What you need to do
Lay out every line of the records below as a Markdown table with the columns Row and Line, numbering the rows and skipping any blank lines.

Stored records
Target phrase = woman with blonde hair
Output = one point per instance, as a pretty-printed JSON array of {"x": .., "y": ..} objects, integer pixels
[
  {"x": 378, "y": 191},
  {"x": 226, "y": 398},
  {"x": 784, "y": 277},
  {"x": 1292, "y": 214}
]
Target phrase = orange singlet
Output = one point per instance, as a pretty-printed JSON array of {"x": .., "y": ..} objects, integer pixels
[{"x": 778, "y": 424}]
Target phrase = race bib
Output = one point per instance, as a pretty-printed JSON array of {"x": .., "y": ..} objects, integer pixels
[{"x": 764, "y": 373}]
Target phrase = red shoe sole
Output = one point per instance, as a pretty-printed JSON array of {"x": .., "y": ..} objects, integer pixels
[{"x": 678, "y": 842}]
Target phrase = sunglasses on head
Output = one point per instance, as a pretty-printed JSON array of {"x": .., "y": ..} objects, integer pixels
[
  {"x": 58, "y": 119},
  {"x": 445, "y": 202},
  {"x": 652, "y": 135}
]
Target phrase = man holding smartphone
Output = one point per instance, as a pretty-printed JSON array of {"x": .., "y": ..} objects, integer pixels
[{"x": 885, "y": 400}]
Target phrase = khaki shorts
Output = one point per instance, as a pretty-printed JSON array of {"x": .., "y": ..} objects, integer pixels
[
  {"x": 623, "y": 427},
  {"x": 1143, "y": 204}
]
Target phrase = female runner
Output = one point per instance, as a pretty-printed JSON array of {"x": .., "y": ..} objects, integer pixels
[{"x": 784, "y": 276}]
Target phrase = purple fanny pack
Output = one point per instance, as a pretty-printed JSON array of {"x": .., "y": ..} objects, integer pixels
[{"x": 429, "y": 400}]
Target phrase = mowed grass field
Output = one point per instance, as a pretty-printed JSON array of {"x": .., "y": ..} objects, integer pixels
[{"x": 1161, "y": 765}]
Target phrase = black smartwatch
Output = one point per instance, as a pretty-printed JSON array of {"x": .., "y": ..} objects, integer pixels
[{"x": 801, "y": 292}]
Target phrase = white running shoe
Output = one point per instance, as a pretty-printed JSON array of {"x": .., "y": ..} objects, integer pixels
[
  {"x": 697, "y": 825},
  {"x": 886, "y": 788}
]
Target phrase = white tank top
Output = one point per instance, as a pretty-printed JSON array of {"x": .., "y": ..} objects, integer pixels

Task response
| Row | Line |
|---|---|
| 1 | Target phrase = woman with blonde hair |
| 2 | Output = one point per instance, as a pretty-printed JSON array of {"x": .., "y": ..} objects, integer pixels |
| 3 | [ |
| 4 |   {"x": 378, "y": 191}, |
| 5 |   {"x": 226, "y": 398}, |
| 6 |   {"x": 784, "y": 277}, |
| 7 |   {"x": 1292, "y": 214} |
| 8 | ] |
| 9 | Target phrase = orange singlet |
| 10 | Output = one point per instance, as a pretty-printed JSON array of {"x": .., "y": ..} objects, integer pixels |
| 11 | [{"x": 778, "y": 424}] |
| 12 | Target phrase = race bib |
| 13 | Output = one point per instance, as a pretty-printed JSON array of {"x": .., "y": ..} objects, integer pixels |
| 14 | [{"x": 764, "y": 373}] |
| 15 | Target phrase = red shoe sole |
| 16 | Output = one point per instance, as a pretty-printed JSON array of {"x": .., "y": ..} objects, integer pixels |
| 17 | [{"x": 678, "y": 842}] |
| 18 | Target phrase = sunglasses on head |
| 19 | Output = one point per instance, as a pretty-printed JSON array of {"x": .., "y": ..} objects, integer pixels |
| 20 | [ |
| 21 |   {"x": 58, "y": 119}, |
| 22 |   {"x": 445, "y": 202}, |
| 23 |   {"x": 652, "y": 135} |
| 24 | ] |
| 25 | Target phrase = man holding smartphone |
| 26 | Output = one point per instance, as a pretty-printed JSON array of {"x": .., "y": ..} objects, integer pixels |
| 27 | [{"x": 885, "y": 400}] |
| 28 | Target phrase = khaki shorts |
| 29 | Output = one point per instance, as a pretty-printed JSON array of {"x": .., "y": ..} objects, integer pixels |
| 30 | [ |
| 31 |   {"x": 623, "y": 427}, |
| 32 |   {"x": 1143, "y": 204} |
| 33 | ] |
| 34 | Target phrase = female runner |
| 35 | Output = one point per instance, as a pretty-printed JSON array of {"x": .., "y": ..} objects, integer pixels |
| 36 | [{"x": 784, "y": 276}] |
| 37 | Target phrase = purple fanny pack |
| 38 | Output = one point per instance, as a pretty-printed JSON array of {"x": .., "y": ..} objects, integer pixels |
| 39 | [{"x": 429, "y": 400}] |
| 40 | Target phrase = mowed grass field |
| 41 | Output = one point per instance, as a pretty-printed JSON array of {"x": .., "y": ..} objects, integer pixels |
| 42 | [{"x": 1161, "y": 765}] |
| 43 | Target phrase = black smartwatch |
| 44 | Output = one point per instance, as a pretty-printed JSON array of {"x": .., "y": ..} objects, integer pixels |
| 45 | [{"x": 801, "y": 292}] |
| 46 | Target phrase = white running shoe |
| 47 | Output = one point per instance, as a pretty-printed JSON array of {"x": .., "y": ..} objects, integer pixels |
| 48 | [ |
| 49 |   {"x": 697, "y": 825}, |
| 50 |   {"x": 886, "y": 788} |
| 51 | ] |
| 52 | Target phrase = white tank top |
| 53 | Output = one point per instance, as a pretty-printed JSON array of {"x": .., "y": ..} objects, integer pixels |